Extrait du document:
•••••

Si les performances des athlètes aux Jeux olympiques constituent un indicateur de puissance et de rayonnement sur la scène internationale, elles sont aussi perçues sur le plan national comme des symboles de vitalité et de dynamisme. En d’autres termes, elles constituent un miroir dans lequel les Français aiment à se regarder, à se reconnaître.
De ce point de vue, il est intéressant d’observer que le reflet proposé est celui de la diversité. Certes, il ne s’agit pas de « surjouer » l’ethnicité des athlètes — ces derniers, du reste, ne la mettent que rarement en avant — mais il n’est pas inutile de rappeler qu’ils offrent une image bigarrée plus conforme à la réalité sociale française que celle proposée par les élites politiques, économiques ou les figures médiatiques. À l’occasion des Jeux olympiques, France Télévisions s’est d’ailleurs vu reprocher de présenter sur France 3 un clip promotionnel de la compétition « qui ne ressemble pas au sport français ». Lancée par la sociologue Béatrice Barbusse et les anciennes athlètes Maryse Ewanje-Épée et Maguy Nestoret-Ontanon, une lettre ouverte signée également par Christine Arron, Marie-José Perec et Lilian Thuram a demandé le retrait de ces clips où figurent 18 sportifs dont aucun n’est issu de la diversité. En vain. Et pourtant parmi la délégation de 395 athlètes à Rio, la diversité est bien visible. France Télévisions l’a bien remarqué par ailleurs puisque le Réseau Outre-Mer 1ère souligne la présence de 49 ultramarins à Rio. Le journal L’Équipe dans sa version numérique a également proposé une carte interactive intitulée « d'où viennent les athlètes qui vont représenter la France aux JO ? » confirmant cette représentation ultramarine et permettant de voir que de nombreux sportifs défendant les couleurs de la France sont nés à l’étranger, notamment en Afrique. L’apport de différentes strates de l’immigration se lit pour sa part au travers des patronymes.

•••••

Consigne donnée A: Dans l'extrait sur les athlètes olympiques français, reprenez le passage compris entre "Si les performances" et "à se reconnaître." inclus, en renommant "miroir" en "tableau".

Informations fournies:
•••••

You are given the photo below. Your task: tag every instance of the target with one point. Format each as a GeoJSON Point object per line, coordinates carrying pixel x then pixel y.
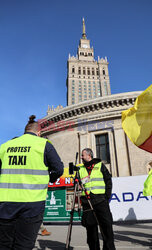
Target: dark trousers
{"type": "Point", "coordinates": [19, 233]}
{"type": "Point", "coordinates": [104, 217]}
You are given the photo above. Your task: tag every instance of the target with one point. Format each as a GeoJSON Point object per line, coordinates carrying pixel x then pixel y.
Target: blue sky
{"type": "Point", "coordinates": [36, 37]}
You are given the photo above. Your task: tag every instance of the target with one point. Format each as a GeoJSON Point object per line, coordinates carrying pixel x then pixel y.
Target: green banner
{"type": "Point", "coordinates": [58, 205]}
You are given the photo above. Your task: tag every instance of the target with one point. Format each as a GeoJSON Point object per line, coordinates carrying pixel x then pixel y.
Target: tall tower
{"type": "Point", "coordinates": [86, 78]}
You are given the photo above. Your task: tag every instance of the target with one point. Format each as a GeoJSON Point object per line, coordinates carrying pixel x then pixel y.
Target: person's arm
{"type": "Point", "coordinates": [53, 162]}
{"type": "Point", "coordinates": [0, 165]}
{"type": "Point", "coordinates": [107, 180]}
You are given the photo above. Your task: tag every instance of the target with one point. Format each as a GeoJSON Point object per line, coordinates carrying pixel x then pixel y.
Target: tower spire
{"type": "Point", "coordinates": [83, 30]}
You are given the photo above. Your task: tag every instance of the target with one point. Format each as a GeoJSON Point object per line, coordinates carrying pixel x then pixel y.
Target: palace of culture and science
{"type": "Point", "coordinates": [86, 78]}
{"type": "Point", "coordinates": [92, 117]}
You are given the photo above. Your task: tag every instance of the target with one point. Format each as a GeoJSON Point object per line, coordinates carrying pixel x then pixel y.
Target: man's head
{"type": "Point", "coordinates": [32, 125]}
{"type": "Point", "coordinates": [87, 155]}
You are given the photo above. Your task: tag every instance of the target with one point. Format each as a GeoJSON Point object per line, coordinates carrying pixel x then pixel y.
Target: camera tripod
{"type": "Point", "coordinates": [77, 184]}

•••••

Consigne donnée B: Rassemblez toutes les lignes des enregistrements qui contiennent le mot "tower".

Résultat produit A:
Si les performances des athlètes aux Jeux olympiques constituent un indicateur de puissance et de rayonnement sur la scène internationale, elles sont aussi perçues sur le plan national comme des symboles de vitalité et de dynamisme. En d’autres termes, elles constituent un tableau dans lequel les Français aiment à se regarder, à se reconnaître.

Résultat produit B:
Target: tall tower
Target: tower spire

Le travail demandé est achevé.